* _Task objective_:
Can you write out each of the entries below word for word, changing nothing?

* _The input_:
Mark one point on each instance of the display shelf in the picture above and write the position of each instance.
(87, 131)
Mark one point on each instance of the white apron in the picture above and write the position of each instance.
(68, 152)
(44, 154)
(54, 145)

* _Task output_:
Mark one point on each instance of the display shelf in the picture above and write the position of each instance.
(87, 131)
Mark one point on each instance of the white apron in the picture above and write the position of each instance.
(68, 152)
(44, 154)
(54, 145)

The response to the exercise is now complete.